* _Provided passage_:
......

How do you make thumbprint cookies with icing instead of jam?

This is a breeze! Simply bake the cookies without jam (but still with an indentation), and then when the cookies have fully cooled, fill each indentation with our fan-favorite Sugar Cookie Icing.

Do these cookies need to be refrigerated?

No—in fact, it’s pretty widely thought that the flavor of shortbread cookies improves after a day or two in an airtight container at room temperature.

Close-up of a jam thumbprint cookie with a bite out of it sitting in front of another cookie and an open jar of jam.

How do you store thumbprint cookies?

We recommend stashing them in an airtight container at room temperature. If your jam puddles are still quite sticky after cooling, you might want to separate the layers with parchment paper before storing to keep the cookies from sticking to each other.

How do you freeze thumbprint cookies?

Thumbprints freeze wonderfully! Once they are fully cooled and filled, place them on a baking sheet and freeze them solid. Then transfer them to a zip-top freezer bag or other food storage container.

We love storing frozen cookies in Ball® Canning’s Pint and a Half Jars! They stack beautifully in these tall, narrow jars. They also also make a wonderful gifting container. The jar looks beautiful, and it protects the cookies so they are completely intact, no matter how far they have to travel!

Finished shortbread cookies stacked up in a Ball Mason Jar for gifting.

How long do thumbprint cookies last?

......

* _Record extracts_:
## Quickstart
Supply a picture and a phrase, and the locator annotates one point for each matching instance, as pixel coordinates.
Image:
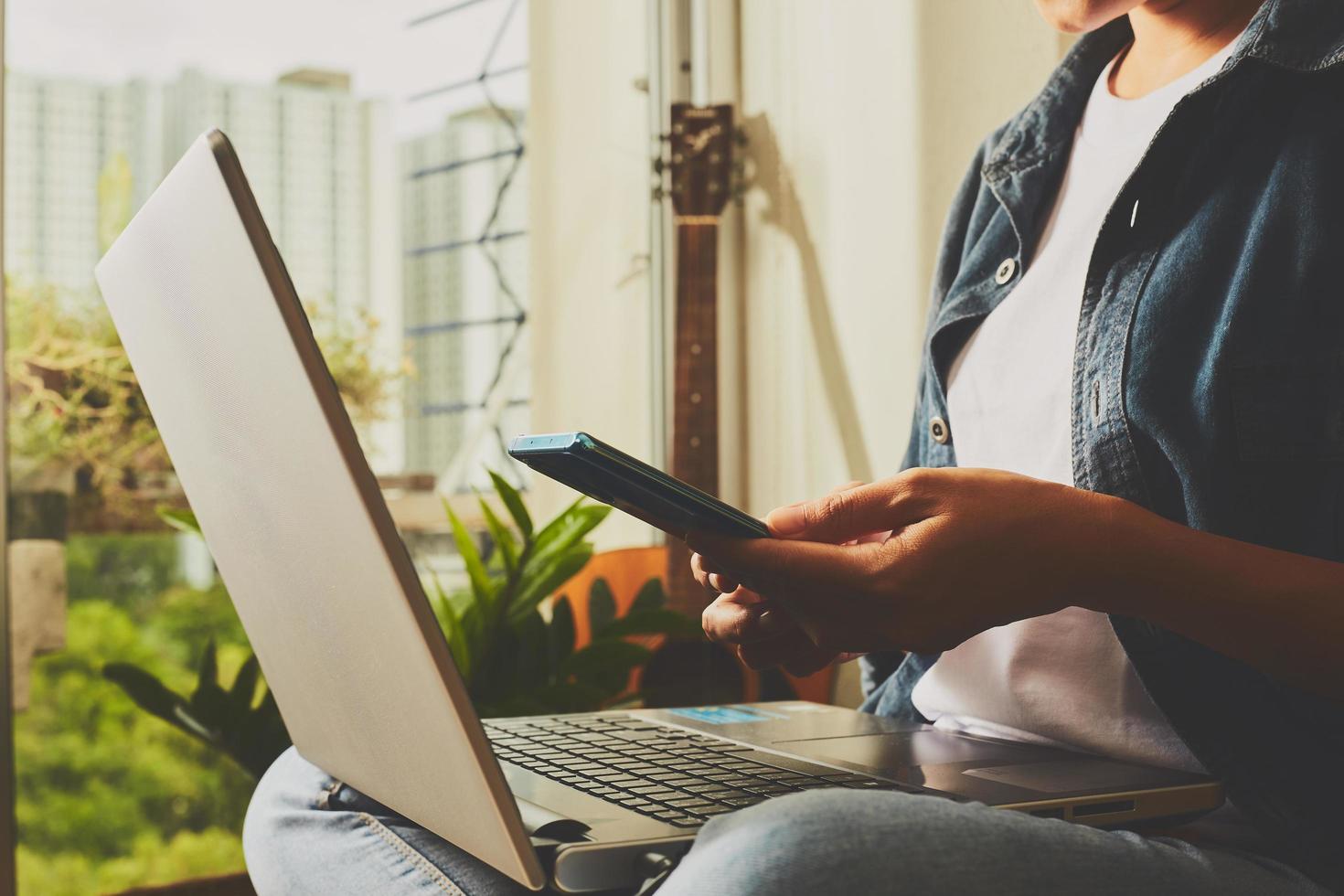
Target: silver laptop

......

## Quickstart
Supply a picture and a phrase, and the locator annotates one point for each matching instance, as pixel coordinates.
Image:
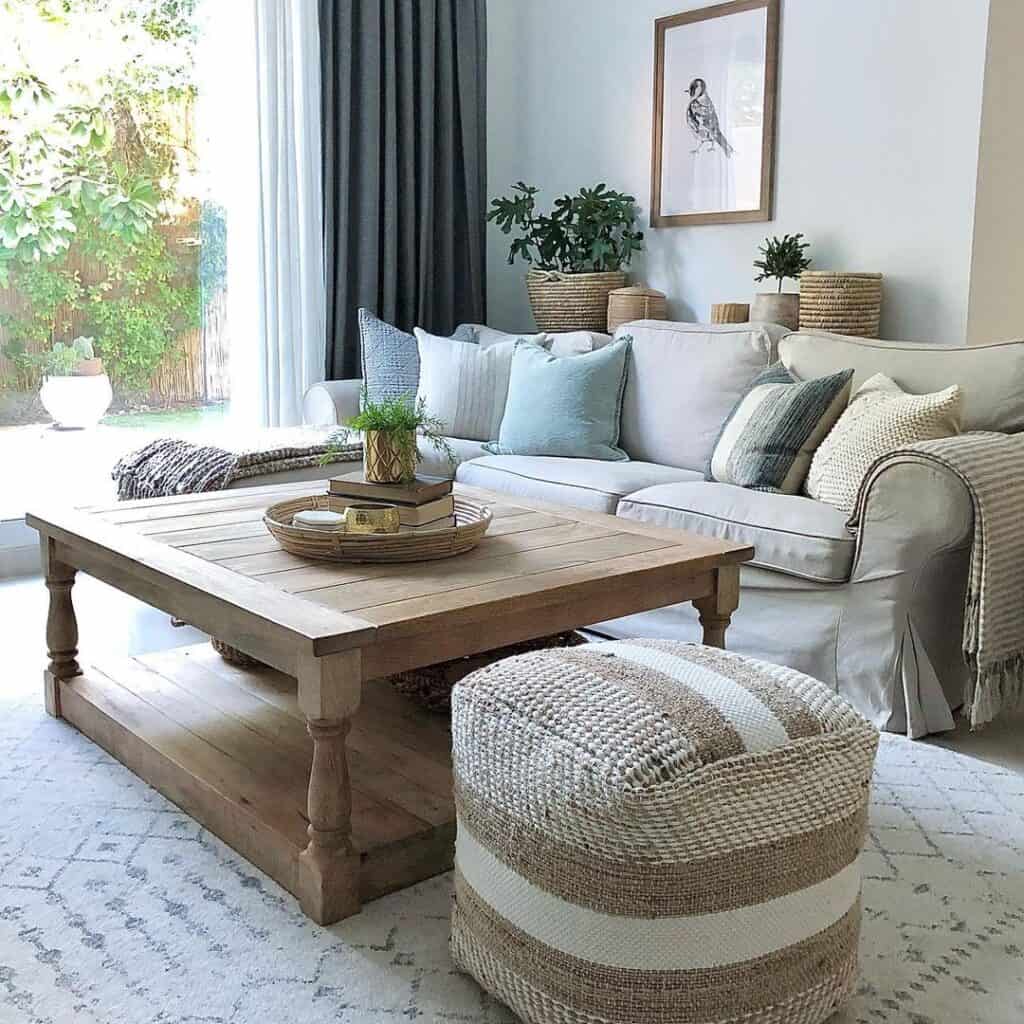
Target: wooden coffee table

......

* _What is expected_:
Answer these from the thumbprint cookie text:
(a) For the icing version, when should each indentation be filled with icing?
(b) What can you put between layers of cookies whose jam is still sticky after cooling?
(c) After the cookies are frozen solid on a baking sheet, where do they go next?
The material has nothing to do with the thumbprint cookie text.

* _Solution to this task_:
(a) Once the cookies have fully cooled.
(b) Parchment paper.
(c) Into a zip-top freezer bag or other food storage container.